§ **REQUIRED TASK**
Starting at the line that contains "the glass dining", transcribe every remaining line of the entries exactly, including the last one.

§ **DATASET**
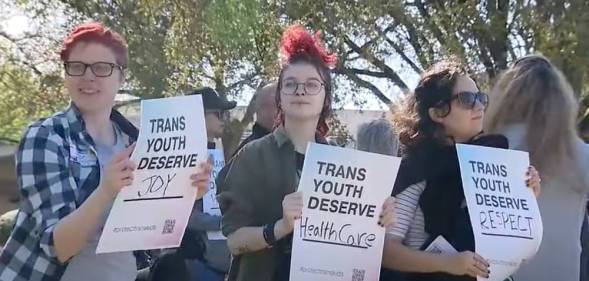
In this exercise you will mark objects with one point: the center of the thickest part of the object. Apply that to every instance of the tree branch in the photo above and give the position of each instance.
(389, 72)
(365, 84)
(20, 49)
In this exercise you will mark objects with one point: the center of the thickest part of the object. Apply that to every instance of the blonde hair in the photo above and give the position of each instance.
(534, 92)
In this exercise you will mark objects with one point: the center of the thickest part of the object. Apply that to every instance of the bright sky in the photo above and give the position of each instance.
(15, 23)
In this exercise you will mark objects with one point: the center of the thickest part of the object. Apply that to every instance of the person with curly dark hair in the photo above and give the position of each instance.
(446, 108)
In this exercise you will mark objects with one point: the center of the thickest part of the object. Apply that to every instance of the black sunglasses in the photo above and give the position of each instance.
(100, 69)
(467, 100)
(221, 114)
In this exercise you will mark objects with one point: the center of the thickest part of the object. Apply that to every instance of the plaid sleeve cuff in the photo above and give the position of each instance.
(47, 243)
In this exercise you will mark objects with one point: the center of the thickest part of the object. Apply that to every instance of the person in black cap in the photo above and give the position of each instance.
(266, 110)
(216, 258)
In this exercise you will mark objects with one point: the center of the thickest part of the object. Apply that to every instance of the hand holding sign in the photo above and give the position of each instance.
(200, 180)
(467, 263)
(387, 217)
(292, 209)
(533, 180)
(118, 173)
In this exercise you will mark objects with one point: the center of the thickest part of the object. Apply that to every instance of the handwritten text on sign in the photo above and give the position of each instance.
(503, 218)
(504, 214)
(153, 212)
(327, 232)
(343, 192)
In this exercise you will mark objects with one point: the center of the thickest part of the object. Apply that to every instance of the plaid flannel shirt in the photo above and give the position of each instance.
(57, 169)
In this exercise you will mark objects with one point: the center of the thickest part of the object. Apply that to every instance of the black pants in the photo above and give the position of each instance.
(169, 265)
(585, 252)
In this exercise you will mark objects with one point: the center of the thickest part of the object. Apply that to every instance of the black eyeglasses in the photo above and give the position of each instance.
(100, 69)
(221, 114)
(467, 100)
(311, 86)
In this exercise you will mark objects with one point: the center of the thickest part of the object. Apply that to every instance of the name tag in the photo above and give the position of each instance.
(84, 158)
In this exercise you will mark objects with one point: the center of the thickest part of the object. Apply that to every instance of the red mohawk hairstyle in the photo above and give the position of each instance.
(299, 46)
(296, 42)
(98, 33)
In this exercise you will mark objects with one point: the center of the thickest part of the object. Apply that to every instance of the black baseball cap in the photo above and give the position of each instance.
(212, 100)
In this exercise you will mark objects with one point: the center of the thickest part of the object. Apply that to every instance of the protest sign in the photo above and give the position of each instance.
(210, 204)
(153, 212)
(503, 212)
(338, 236)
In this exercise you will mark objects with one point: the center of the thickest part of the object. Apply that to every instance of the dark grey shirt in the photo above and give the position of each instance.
(89, 266)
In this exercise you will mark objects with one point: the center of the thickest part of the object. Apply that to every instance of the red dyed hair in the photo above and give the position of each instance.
(298, 45)
(98, 33)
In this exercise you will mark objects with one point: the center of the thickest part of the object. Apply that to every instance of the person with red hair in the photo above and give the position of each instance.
(70, 168)
(257, 188)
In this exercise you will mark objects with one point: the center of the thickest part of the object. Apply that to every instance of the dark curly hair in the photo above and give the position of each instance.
(434, 90)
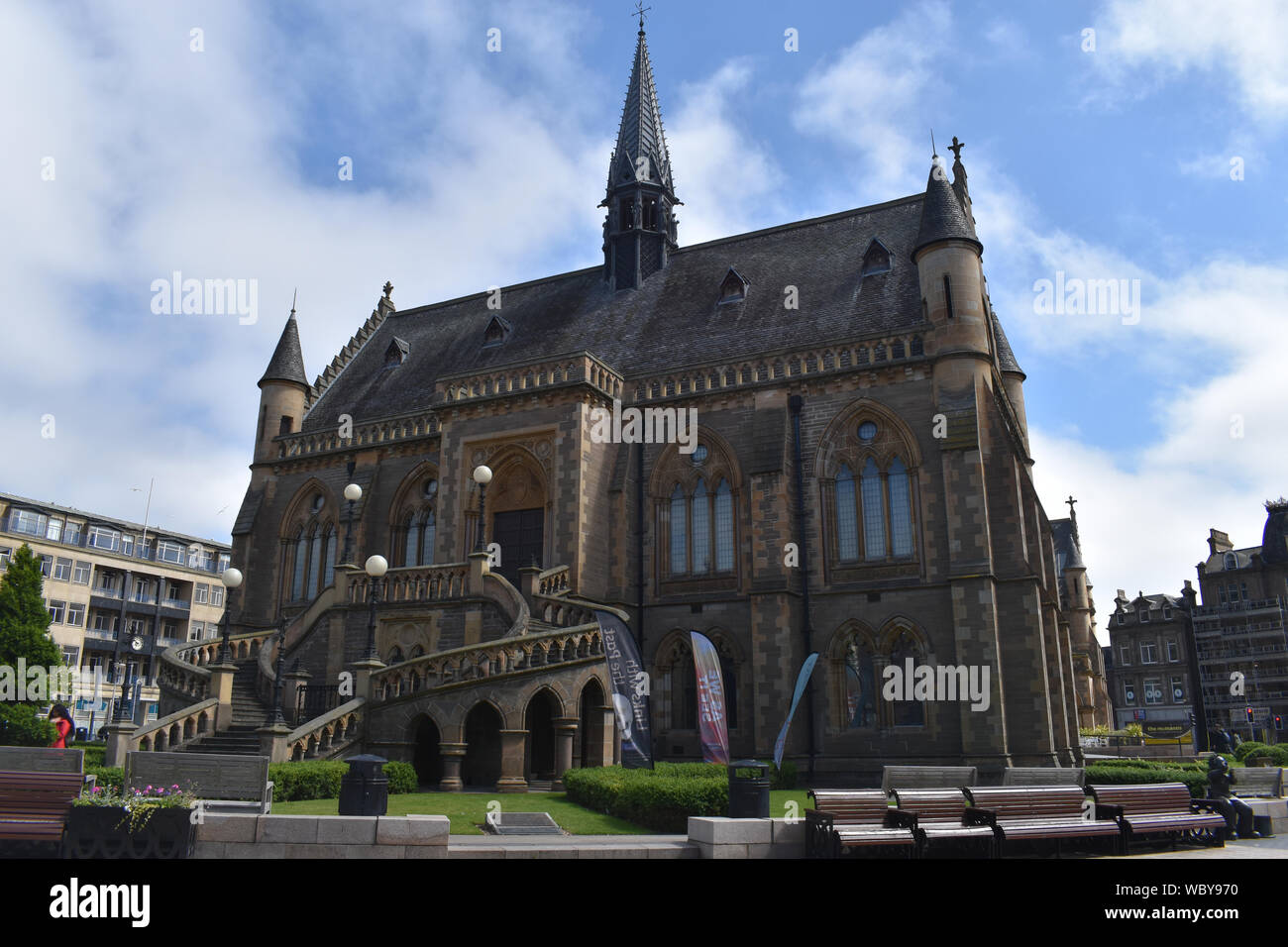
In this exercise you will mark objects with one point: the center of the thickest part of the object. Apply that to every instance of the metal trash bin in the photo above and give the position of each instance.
(748, 789)
(365, 789)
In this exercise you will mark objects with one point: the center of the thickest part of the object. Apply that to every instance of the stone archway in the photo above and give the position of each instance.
(426, 758)
(482, 764)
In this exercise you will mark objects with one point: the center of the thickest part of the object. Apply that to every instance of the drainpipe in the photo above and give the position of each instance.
(794, 403)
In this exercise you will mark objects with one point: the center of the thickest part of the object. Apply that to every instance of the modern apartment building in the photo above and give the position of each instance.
(106, 578)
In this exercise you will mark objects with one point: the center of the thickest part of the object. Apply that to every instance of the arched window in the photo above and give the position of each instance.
(907, 712)
(901, 509)
(679, 532)
(301, 553)
(861, 705)
(724, 528)
(314, 561)
(329, 567)
(874, 515)
(846, 517)
(700, 530)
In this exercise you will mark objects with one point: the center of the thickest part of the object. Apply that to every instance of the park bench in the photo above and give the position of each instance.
(224, 783)
(940, 817)
(1160, 808)
(1042, 776)
(926, 777)
(855, 819)
(1039, 813)
(1258, 783)
(34, 805)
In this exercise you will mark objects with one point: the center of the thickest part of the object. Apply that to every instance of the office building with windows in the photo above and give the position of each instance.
(107, 578)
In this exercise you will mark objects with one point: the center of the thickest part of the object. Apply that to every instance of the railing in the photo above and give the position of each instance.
(488, 660)
(327, 735)
(176, 729)
(413, 583)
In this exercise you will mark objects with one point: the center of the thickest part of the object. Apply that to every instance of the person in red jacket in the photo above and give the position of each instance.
(63, 723)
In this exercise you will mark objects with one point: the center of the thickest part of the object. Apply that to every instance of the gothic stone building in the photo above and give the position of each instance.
(861, 486)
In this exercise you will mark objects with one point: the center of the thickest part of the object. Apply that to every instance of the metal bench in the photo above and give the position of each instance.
(1258, 783)
(855, 819)
(224, 783)
(1160, 808)
(940, 817)
(1042, 776)
(1039, 813)
(926, 777)
(34, 805)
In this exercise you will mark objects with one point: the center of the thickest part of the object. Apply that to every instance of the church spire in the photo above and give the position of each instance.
(640, 227)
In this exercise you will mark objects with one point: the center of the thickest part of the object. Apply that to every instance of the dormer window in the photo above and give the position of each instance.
(733, 289)
(876, 260)
(496, 331)
(397, 354)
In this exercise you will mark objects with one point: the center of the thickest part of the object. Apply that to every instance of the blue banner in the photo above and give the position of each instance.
(802, 681)
(630, 690)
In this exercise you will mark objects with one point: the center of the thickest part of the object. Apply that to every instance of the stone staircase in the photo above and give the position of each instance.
(249, 714)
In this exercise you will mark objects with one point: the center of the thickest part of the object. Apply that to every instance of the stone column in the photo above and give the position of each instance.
(222, 689)
(452, 757)
(119, 742)
(513, 754)
(566, 731)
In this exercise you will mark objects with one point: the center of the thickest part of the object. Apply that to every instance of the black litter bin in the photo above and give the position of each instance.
(365, 789)
(748, 789)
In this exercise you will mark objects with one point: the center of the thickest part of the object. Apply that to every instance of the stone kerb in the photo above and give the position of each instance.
(322, 836)
(747, 838)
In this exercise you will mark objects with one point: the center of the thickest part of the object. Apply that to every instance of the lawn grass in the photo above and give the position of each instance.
(467, 810)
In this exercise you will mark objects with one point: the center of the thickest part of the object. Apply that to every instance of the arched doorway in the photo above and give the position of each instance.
(540, 722)
(591, 723)
(482, 764)
(426, 759)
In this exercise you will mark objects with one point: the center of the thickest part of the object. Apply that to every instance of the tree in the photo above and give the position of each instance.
(25, 634)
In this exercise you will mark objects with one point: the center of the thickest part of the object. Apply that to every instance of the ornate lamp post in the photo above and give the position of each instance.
(375, 567)
(231, 579)
(482, 475)
(353, 492)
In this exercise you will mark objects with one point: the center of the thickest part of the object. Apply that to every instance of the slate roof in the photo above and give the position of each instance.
(670, 322)
(941, 215)
(287, 361)
(640, 132)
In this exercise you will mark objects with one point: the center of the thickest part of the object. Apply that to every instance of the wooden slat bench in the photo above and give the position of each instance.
(1042, 776)
(224, 783)
(1160, 808)
(941, 818)
(34, 805)
(926, 777)
(1039, 813)
(1258, 783)
(855, 819)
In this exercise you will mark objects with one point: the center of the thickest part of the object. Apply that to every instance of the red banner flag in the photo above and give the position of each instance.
(711, 707)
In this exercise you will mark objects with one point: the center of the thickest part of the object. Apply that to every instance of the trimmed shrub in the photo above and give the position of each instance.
(402, 777)
(660, 799)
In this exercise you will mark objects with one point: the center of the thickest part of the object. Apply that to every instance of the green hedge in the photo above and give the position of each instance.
(661, 799)
(1119, 775)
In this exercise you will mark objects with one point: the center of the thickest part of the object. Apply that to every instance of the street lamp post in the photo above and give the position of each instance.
(231, 579)
(482, 475)
(353, 492)
(375, 567)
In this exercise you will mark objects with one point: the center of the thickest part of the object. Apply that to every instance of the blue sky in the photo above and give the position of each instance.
(476, 167)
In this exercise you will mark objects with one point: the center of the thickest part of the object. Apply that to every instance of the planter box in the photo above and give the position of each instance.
(99, 831)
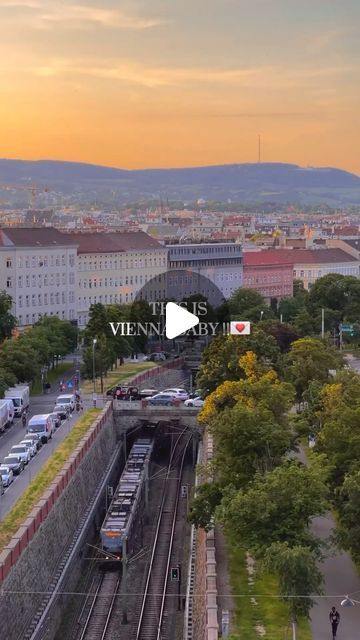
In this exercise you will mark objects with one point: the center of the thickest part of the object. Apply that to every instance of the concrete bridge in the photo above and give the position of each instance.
(126, 414)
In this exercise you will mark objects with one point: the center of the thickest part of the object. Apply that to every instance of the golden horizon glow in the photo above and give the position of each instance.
(133, 85)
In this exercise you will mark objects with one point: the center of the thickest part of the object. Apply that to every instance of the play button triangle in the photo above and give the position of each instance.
(178, 320)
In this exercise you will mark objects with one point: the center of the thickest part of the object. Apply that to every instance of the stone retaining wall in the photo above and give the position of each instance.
(205, 605)
(29, 562)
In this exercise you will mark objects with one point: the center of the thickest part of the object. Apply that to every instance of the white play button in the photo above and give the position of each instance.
(178, 320)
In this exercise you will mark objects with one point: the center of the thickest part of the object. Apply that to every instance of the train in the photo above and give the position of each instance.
(122, 524)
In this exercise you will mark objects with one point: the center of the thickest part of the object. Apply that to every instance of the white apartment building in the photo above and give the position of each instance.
(217, 263)
(38, 269)
(114, 267)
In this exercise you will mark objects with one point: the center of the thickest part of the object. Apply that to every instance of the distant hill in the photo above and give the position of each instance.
(270, 182)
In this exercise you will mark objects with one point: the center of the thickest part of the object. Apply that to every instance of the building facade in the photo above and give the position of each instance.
(38, 269)
(269, 272)
(220, 264)
(116, 268)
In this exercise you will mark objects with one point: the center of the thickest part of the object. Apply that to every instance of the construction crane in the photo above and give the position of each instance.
(33, 189)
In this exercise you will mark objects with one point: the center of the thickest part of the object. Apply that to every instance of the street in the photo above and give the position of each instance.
(38, 404)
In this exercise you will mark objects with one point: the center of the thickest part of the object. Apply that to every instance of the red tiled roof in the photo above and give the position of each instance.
(32, 237)
(299, 256)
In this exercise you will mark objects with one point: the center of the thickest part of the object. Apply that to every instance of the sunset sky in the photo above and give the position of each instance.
(160, 83)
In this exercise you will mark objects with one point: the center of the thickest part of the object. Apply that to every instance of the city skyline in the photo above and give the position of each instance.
(134, 85)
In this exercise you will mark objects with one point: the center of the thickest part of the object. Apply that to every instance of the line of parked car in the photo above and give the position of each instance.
(39, 431)
(172, 397)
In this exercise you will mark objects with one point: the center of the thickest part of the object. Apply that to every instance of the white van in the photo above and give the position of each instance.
(42, 425)
(66, 399)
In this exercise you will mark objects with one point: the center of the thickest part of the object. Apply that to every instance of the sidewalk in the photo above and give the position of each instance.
(341, 578)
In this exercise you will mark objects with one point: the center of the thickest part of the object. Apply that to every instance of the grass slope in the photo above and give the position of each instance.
(270, 612)
(120, 374)
(22, 507)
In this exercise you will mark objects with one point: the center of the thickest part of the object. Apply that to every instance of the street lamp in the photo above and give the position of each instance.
(348, 602)
(94, 380)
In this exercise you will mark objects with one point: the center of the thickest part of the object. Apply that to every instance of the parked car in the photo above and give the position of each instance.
(20, 398)
(148, 393)
(6, 475)
(67, 399)
(31, 444)
(156, 357)
(194, 402)
(41, 424)
(56, 419)
(22, 451)
(182, 394)
(166, 399)
(123, 392)
(62, 410)
(14, 462)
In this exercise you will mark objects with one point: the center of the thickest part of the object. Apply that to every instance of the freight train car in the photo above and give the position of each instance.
(121, 527)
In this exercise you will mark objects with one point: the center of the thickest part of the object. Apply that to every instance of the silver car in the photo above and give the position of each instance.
(31, 444)
(7, 475)
(21, 451)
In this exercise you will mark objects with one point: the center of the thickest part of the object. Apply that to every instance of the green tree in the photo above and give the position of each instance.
(220, 361)
(203, 506)
(309, 359)
(20, 360)
(7, 320)
(340, 297)
(248, 304)
(7, 379)
(299, 576)
(276, 507)
(284, 334)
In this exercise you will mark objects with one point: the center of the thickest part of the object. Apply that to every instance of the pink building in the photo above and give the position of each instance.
(270, 272)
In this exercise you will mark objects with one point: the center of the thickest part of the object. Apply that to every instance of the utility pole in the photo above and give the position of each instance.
(124, 583)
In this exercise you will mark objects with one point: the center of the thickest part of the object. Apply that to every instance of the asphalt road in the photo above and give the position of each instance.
(12, 436)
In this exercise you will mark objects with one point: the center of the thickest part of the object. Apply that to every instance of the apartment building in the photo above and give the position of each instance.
(115, 267)
(219, 263)
(270, 272)
(38, 269)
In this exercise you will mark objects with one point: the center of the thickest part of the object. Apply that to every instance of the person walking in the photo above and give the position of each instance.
(334, 621)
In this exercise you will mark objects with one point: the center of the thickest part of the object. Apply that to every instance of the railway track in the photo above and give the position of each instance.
(154, 599)
(101, 608)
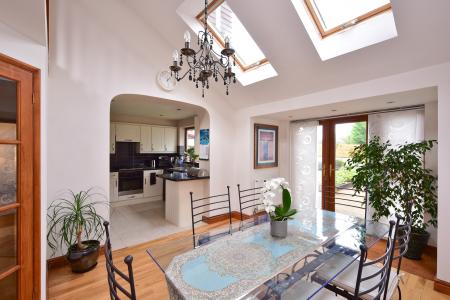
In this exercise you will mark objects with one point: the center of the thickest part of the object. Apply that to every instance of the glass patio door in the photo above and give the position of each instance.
(339, 138)
(16, 183)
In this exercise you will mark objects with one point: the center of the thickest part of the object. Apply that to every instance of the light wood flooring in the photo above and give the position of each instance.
(150, 282)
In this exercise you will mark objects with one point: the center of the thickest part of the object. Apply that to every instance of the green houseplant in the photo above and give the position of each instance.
(279, 214)
(190, 153)
(397, 181)
(73, 222)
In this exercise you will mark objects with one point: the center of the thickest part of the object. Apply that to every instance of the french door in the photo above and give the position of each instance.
(339, 137)
(18, 209)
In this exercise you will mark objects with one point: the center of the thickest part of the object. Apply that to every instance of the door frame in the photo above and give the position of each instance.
(36, 123)
(329, 157)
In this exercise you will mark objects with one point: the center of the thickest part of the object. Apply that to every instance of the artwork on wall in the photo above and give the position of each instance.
(266, 146)
(204, 144)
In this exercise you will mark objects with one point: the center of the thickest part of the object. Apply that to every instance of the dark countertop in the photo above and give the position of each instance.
(176, 176)
(139, 168)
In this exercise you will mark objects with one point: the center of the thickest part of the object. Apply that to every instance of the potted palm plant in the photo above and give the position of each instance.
(73, 222)
(279, 214)
(396, 180)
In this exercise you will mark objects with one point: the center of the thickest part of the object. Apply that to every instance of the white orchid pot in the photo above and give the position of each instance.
(278, 228)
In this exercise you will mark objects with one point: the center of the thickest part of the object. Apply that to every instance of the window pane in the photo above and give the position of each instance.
(225, 23)
(8, 109)
(348, 137)
(333, 13)
(8, 174)
(8, 287)
(8, 240)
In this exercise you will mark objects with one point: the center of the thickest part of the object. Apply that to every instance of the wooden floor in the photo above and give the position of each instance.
(150, 282)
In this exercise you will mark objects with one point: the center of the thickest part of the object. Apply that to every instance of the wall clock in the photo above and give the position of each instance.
(166, 81)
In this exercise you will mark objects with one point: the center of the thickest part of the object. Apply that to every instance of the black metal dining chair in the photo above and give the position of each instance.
(217, 206)
(114, 286)
(402, 236)
(363, 279)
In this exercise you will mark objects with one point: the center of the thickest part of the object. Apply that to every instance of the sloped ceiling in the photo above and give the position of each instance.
(27, 17)
(423, 40)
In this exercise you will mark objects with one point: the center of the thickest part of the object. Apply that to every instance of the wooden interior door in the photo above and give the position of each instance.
(17, 192)
(331, 193)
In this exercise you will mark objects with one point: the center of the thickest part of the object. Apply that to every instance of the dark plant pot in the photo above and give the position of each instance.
(83, 260)
(417, 243)
(278, 228)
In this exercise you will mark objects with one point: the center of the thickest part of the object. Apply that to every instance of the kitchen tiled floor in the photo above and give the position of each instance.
(139, 223)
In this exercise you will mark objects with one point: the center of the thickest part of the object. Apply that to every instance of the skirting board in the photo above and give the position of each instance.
(442, 286)
(136, 201)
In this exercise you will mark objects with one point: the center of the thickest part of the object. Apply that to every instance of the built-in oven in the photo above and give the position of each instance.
(131, 182)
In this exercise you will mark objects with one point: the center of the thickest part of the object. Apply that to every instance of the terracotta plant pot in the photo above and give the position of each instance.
(278, 228)
(84, 260)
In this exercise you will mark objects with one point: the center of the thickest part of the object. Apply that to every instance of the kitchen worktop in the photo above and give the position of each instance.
(177, 176)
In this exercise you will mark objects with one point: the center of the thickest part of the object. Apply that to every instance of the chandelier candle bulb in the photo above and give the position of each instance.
(205, 61)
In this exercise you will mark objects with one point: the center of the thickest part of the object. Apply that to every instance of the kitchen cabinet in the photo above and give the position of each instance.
(128, 133)
(153, 190)
(146, 139)
(113, 186)
(158, 139)
(112, 138)
(170, 139)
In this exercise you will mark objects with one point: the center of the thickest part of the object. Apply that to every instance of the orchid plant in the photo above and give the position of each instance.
(280, 212)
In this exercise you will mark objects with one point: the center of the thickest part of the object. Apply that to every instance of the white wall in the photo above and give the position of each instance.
(431, 158)
(438, 76)
(28, 51)
(96, 54)
(143, 120)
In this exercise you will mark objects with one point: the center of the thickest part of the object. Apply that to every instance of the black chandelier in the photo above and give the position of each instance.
(205, 64)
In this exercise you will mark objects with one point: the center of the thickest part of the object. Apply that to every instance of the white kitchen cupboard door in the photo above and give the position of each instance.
(146, 139)
(128, 133)
(112, 138)
(113, 186)
(158, 139)
(170, 139)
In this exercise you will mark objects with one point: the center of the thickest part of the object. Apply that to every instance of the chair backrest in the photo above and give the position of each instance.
(249, 200)
(402, 237)
(112, 270)
(379, 284)
(209, 208)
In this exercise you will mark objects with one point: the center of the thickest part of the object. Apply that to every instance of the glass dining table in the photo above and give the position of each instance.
(248, 263)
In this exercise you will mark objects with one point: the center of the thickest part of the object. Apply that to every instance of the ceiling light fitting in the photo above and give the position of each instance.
(205, 64)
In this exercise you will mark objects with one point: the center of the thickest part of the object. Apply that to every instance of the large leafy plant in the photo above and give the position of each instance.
(396, 180)
(280, 212)
(74, 217)
(190, 152)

§ **SOLUTION TO THIS TASK**
In this exercise you will mark objects with one point: the center of the thickest part of the object. Apply that to every instance of the glass dining table in the photo above and give the position of each instance.
(248, 263)
In this exercise you will mark objects with one point: the center of the thickest part of the object. Apply that to every instance of the ceiling light fitting in the photo above and give the position of each instance.
(205, 64)
In this exercise you will mark objects with one point: the center of the thickest part of the object. Apply that to every instance of the large leafy plant in the photo above and give the position of each instance.
(396, 180)
(280, 212)
(74, 217)
(190, 152)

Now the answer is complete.